* [演習本文]:
*-*-*
かつては「やせている」ということが褒め言葉だった。しかし、そういった価値観は過去の元となり、ありのままの自分を尊重することが広く受け入れられるようになりつつある。また“やせていれば美しい”という信仰が、心身に深刻な被害をもたらすこともある。数々の最新の科学的研究が「太り気味の方が健康だ」と証明しているのも事実だ。
現在プラスサイズモデルとして活躍する吉野なおさん(35才)は、子供の頃に「やーい、デブ!」「そんなに食べたらまた太るよ!」と言われ続けてきたという。彼女のように幼少期に太っていることを理由につらい体験をすると、摂食障害が生じやすくなると、精神科医の樺沢紫苑さんが指摘する。
「子供の頃に体形のことでいじめられるなど、トラウマを抱えている人は、過食や拒食といった摂食障害になる可能性が高い。ストレスからくる食欲を抑えきれずに過食し、食べてしまった罪悪感から嘔吐して体重が急激に増減します。
現在、国内には神経性の過食症の患者が1~2%、神経性のやせ症の患者が0.2~0.4%ほどいるとされています。そして、こうした摂食障害を抱える人は、うつ病を併発することが多いのです。
拒食や偏食をすると、『神経ビタミン』と呼ばれるビタミンB群や葉酸、鉄分などが不足しやすくなります。実際に、精神疾患を抱える患者の話を聞くと、“1か月連続でカップラーメンしか食べていない”“白米以外食べていない”など、極端に偏った食事を摂っているケースが目立ちます」(樺沢さん)
*-*-*
* [利用データ]:
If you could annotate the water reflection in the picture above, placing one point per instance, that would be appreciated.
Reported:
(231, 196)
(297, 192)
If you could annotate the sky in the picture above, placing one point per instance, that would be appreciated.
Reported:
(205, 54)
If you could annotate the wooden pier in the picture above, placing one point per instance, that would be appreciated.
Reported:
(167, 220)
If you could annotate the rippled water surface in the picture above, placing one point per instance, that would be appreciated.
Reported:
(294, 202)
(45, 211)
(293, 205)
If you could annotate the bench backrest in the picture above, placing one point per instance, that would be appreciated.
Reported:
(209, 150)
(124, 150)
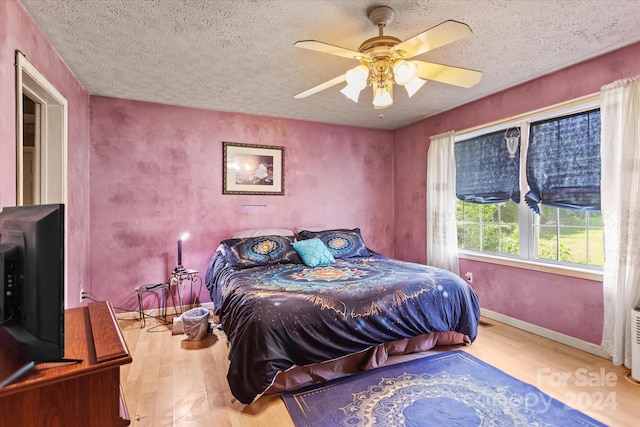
*-*-*
* [演習の課題]:
1: 演習本文をもとに、次の問いに答えよ。
(a) 吉野なおさんは現在どのような仕事で活躍しているか。
(b) 国内の神経性の過食症の患者はどれくらいの割合でいるとされているか。
(c) 摂食障害を抱える人が併発することが多いのは何か。
2: 演習本文で、拒食や偏食をすると不足しやすくなるとされている栄養素をすべて挙げよ。
3: 摂食障害と体形をめぐる演習本文を、最後の文に続けて書き進めよ。

* [課題ごとの解答]:
1:
(a) 吉野なおさんはプラスサイズモデルとして活躍している。
(b) 神経性の過食症の患者は1~2%ほどいるとされている。
(c) 摂食障害を抱える人はうつ病を併発することが多い。

2: 不足しやすくなるとされているのは、ビタミンB群、葉酸、鉄分である。

3:
必要以上にやせようとすることは、心だけでなく、体にも大きな影響を与えるのは当然のこと。Y’sサイエンスクリニック広尾統括院長の日比野佐和子さんは、33才のときに偏った糖質制限ダイエットによって、3か月で17kgも減量した。
「面白いように体重が落ちるのがうれしくて、その後も糖質(炭水化物)を抜く食生活を3年間ほど続けていました。
しかし、次第に頭がボーッとするようになり、ある朝突然、右手と右足が動かなくなったのです。まるでこんにゃくのようにフニャフニャになり、救急車を呼ぶために携帯電話を握ろうとしても、持つことができない。手が、自分のものではなくなってしまったような感覚でした」(日比野さん・以下同)
やっとの思いで救急車を呼んで受診すると、一過性の脳虚血性発作と診断された。